課題目標 | 同和教育についての文章で、紀元107年の倭の国の記録に、奴隷という意味をもつ語として記されているのは何か。

抽出テキスト |
50年に及ぶ戦後の同和教育史を概括し、同和(人権)教育の意義と学校における同和(人権)教育実践のあり方を具体的に論述すること。
同和教育が必要とされるようになったのは、今もなお残る部落差別があるからである。部落と呼ばれる差別は同じ人間でありながら、身分制度があったからである。その差別の歴史は紀元107年の倭の国の記録に記されている、奴隷という意味をもつ「生口」からである。また、魏志倭人伝の記録にも「大人」、「下戸」、「奴婢」という身分制度があり、この身分制度は豪族集団の征服・支配の紛争関係の中で形成され、勝者が敗者を奴隷的存在としてきたのである。

データ抜粋 |

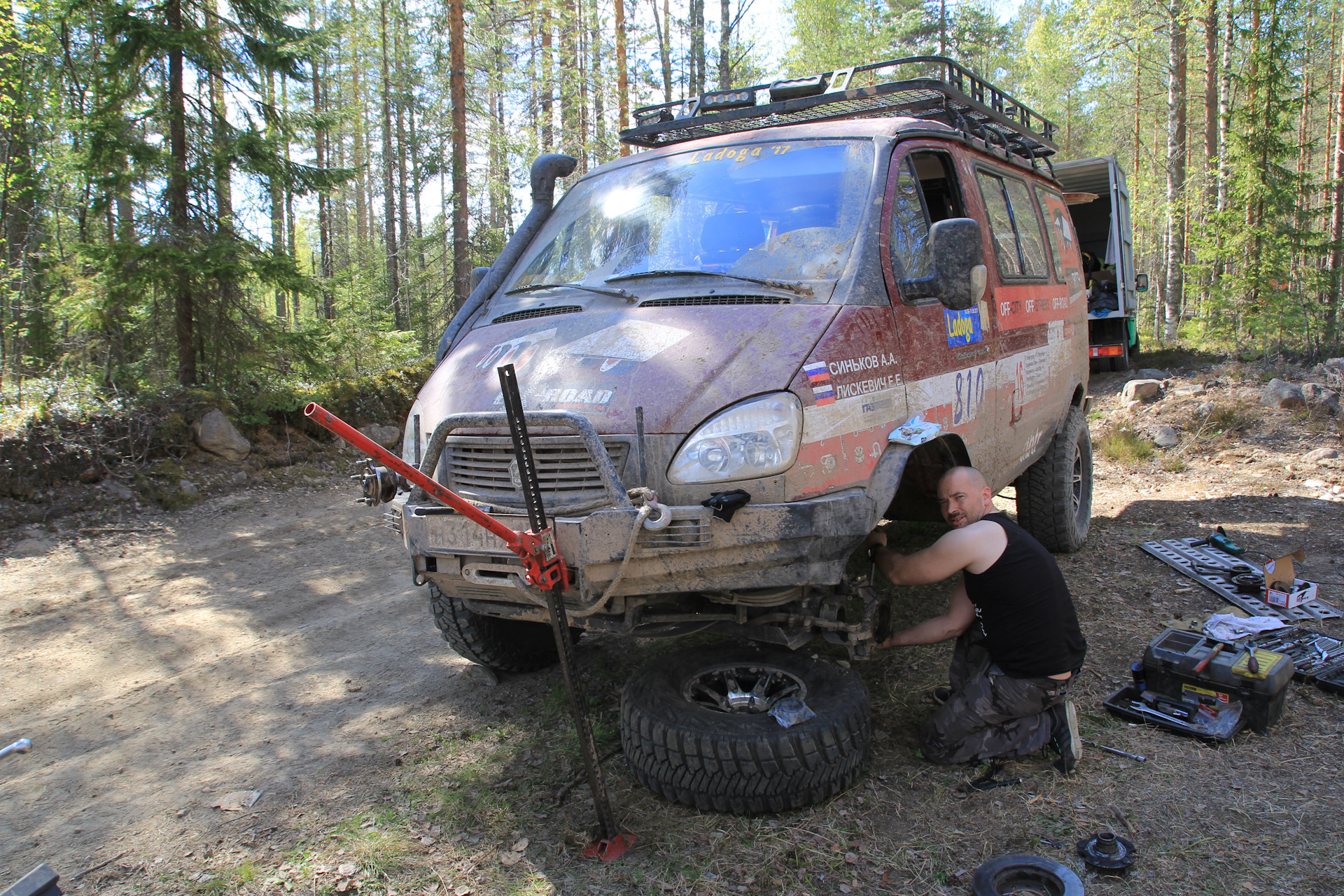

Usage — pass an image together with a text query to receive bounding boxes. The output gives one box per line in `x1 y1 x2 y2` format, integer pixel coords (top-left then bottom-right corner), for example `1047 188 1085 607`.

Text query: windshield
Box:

解答 | 「生口」